# Skink ID



## Sawowie (Mar 25, 2014)

Found this little guy in my garden today while cleaning up, and I'm just curious as to what he is. 
Located in Armidale NSW


----------



## baker (Mar 25, 2014)

Three toed skink Saiphos equalis.
Cheers Cameron


----------



## GBWhite (Mar 25, 2014)

HI Sawowie,

As Cameron states it is a Three-Toed Skink (Saiphos equalis). Obvious by the three toes on all feet and the yellow belly. I live in Inverell and can assure you they are very common in the Armidale area. Their dorsal (body) colour can vary considerably but what you have there is pretty consistent with those found in the New England area of NSW. They're a burrowing skink that often turn up under rocks, logs and debris in wet and dry sclerophyll forests and rainforests as well as in gardens and compost heaps about the home.

If you haven't noticed it yet, the one in your photo has a regenerated tail from around half way along. Pretty common for these guys to be found with a regenerated tail. You can easily tell where it has regenerated by the discolouration.

Cheers,

George.


----------



## Sawowie (Mar 25, 2014)

Thanks Guys.
and George, it was the colouring on top that was confusing me when I googled it then, I found a few more in amongst the wood pile. Guess I've never really had the opportunity to see them up here before with only now having a garden.
And as for the tail I totally missed that when I was taking the photos and holding it, but its so obvious looking at it now.
I love skinks, amazing little cratures.


----------



## GeckPhotographer (Mar 26, 2014)

Hey guys that's actually Hemiergis talbingoensis (previously Hemiergis decresiensis talbingoensis).

**Record extracts**
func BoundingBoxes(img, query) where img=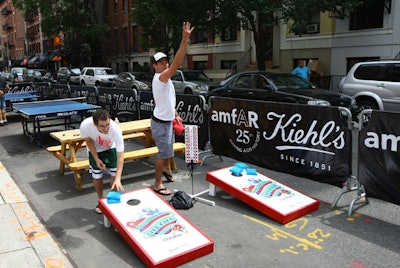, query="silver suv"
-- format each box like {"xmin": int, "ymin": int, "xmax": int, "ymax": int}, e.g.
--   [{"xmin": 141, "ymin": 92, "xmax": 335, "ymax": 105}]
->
[
  {"xmin": 340, "ymin": 61, "xmax": 400, "ymax": 112},
  {"xmin": 79, "ymin": 67, "xmax": 117, "ymax": 87}
]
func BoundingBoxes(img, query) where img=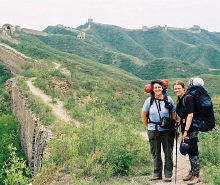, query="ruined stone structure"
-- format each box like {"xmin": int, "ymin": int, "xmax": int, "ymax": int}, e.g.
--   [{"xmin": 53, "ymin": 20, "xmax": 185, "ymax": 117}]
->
[
  {"xmin": 77, "ymin": 32, "xmax": 86, "ymax": 39},
  {"xmin": 21, "ymin": 28, "xmax": 48, "ymax": 36},
  {"xmin": 142, "ymin": 26, "xmax": 148, "ymax": 31},
  {"xmin": 2, "ymin": 24, "xmax": 16, "ymax": 35},
  {"xmin": 0, "ymin": 45, "xmax": 26, "ymax": 74},
  {"xmin": 0, "ymin": 43, "xmax": 48, "ymax": 75},
  {"xmin": 88, "ymin": 18, "xmax": 93, "ymax": 23},
  {"xmin": 8, "ymin": 80, "xmax": 52, "ymax": 176}
]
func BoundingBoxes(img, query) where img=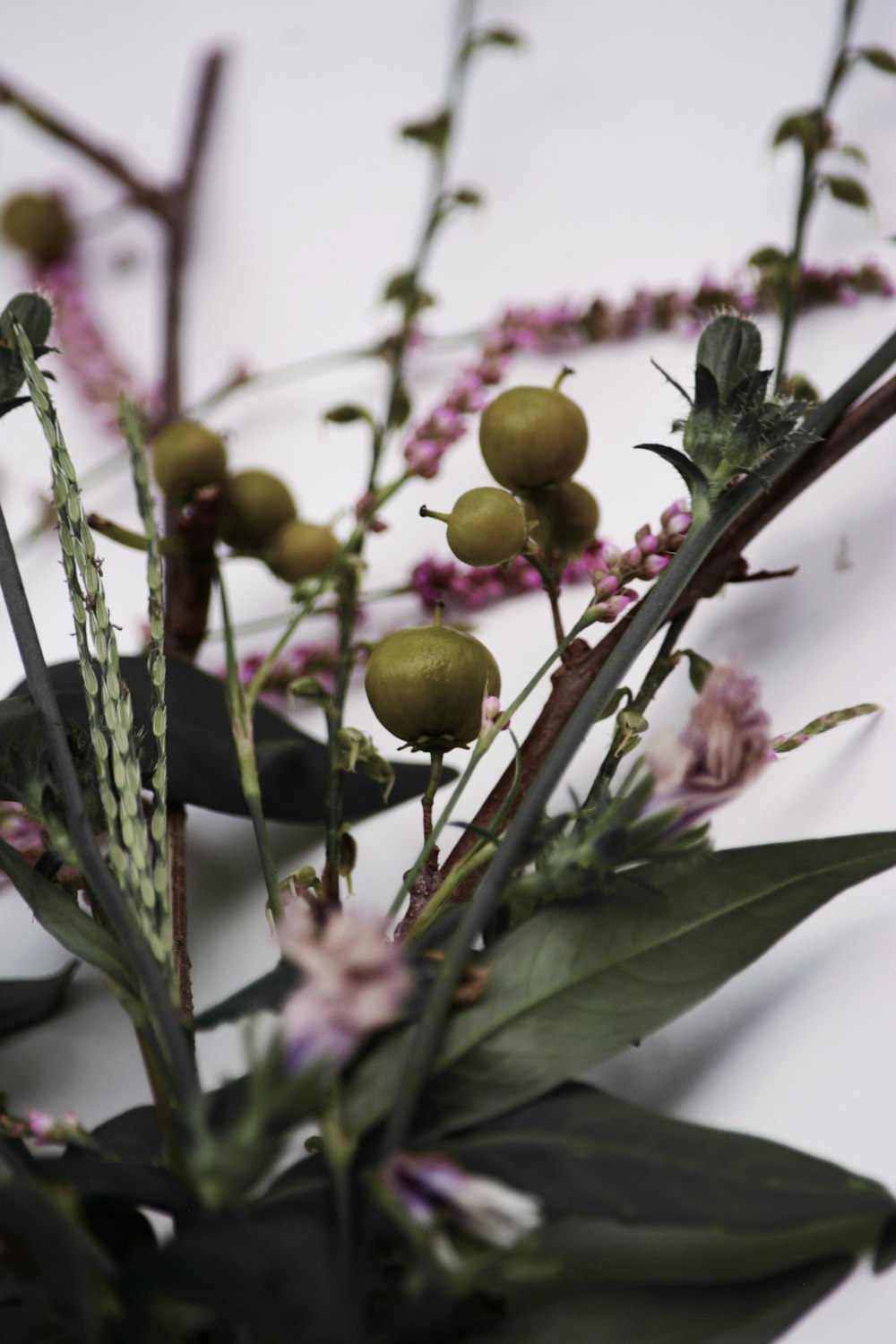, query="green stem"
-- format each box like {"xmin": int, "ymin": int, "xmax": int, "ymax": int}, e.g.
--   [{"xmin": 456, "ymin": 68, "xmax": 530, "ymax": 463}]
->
[
  {"xmin": 383, "ymin": 317, "xmax": 896, "ymax": 1153},
  {"xmin": 218, "ymin": 566, "xmax": 283, "ymax": 919},
  {"xmin": 0, "ymin": 489, "xmax": 199, "ymax": 1115},
  {"xmin": 584, "ymin": 607, "xmax": 694, "ymax": 809},
  {"xmin": 323, "ymin": 564, "xmax": 358, "ymax": 910},
  {"xmin": 775, "ymin": 0, "xmax": 858, "ymax": 392}
]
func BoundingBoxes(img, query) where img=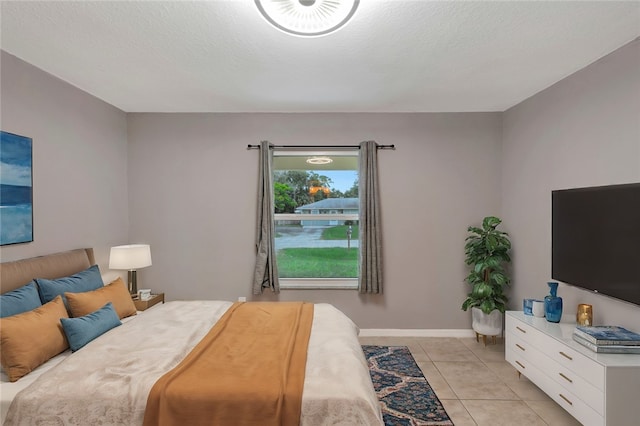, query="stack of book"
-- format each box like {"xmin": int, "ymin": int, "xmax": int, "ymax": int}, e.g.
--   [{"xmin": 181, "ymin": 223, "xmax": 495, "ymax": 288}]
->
[{"xmin": 573, "ymin": 325, "xmax": 640, "ymax": 354}]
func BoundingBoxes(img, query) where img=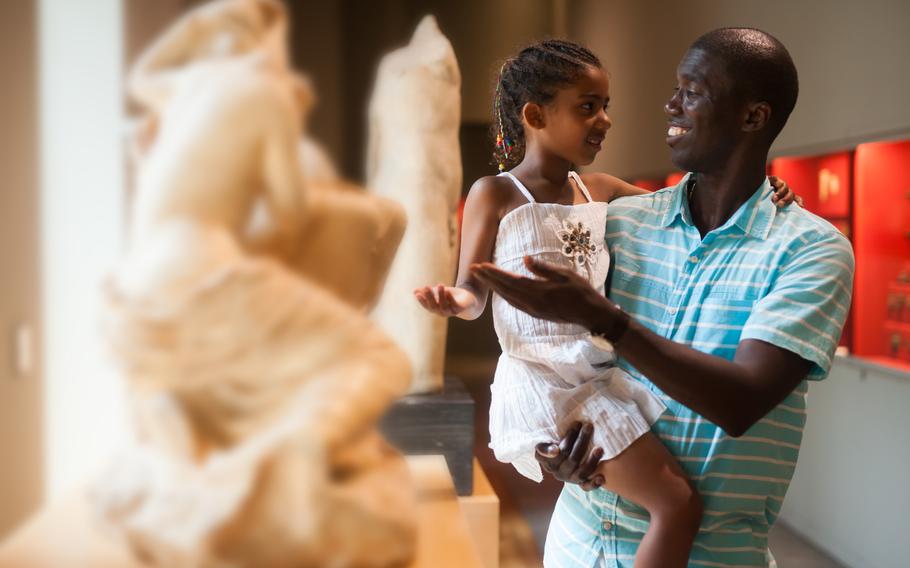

**Set exercise**
Answer these from the skink thread:
1. In what town was the skink found?
2. Where does GBWhite say he lives?
3. What species name is given in the post dated Mar 26, 2014?
The lines have nothing to do with the skink thread.

**Worked solution**
1. Armidale NSW
2. Inverell
3. Hemiergis talbingoensis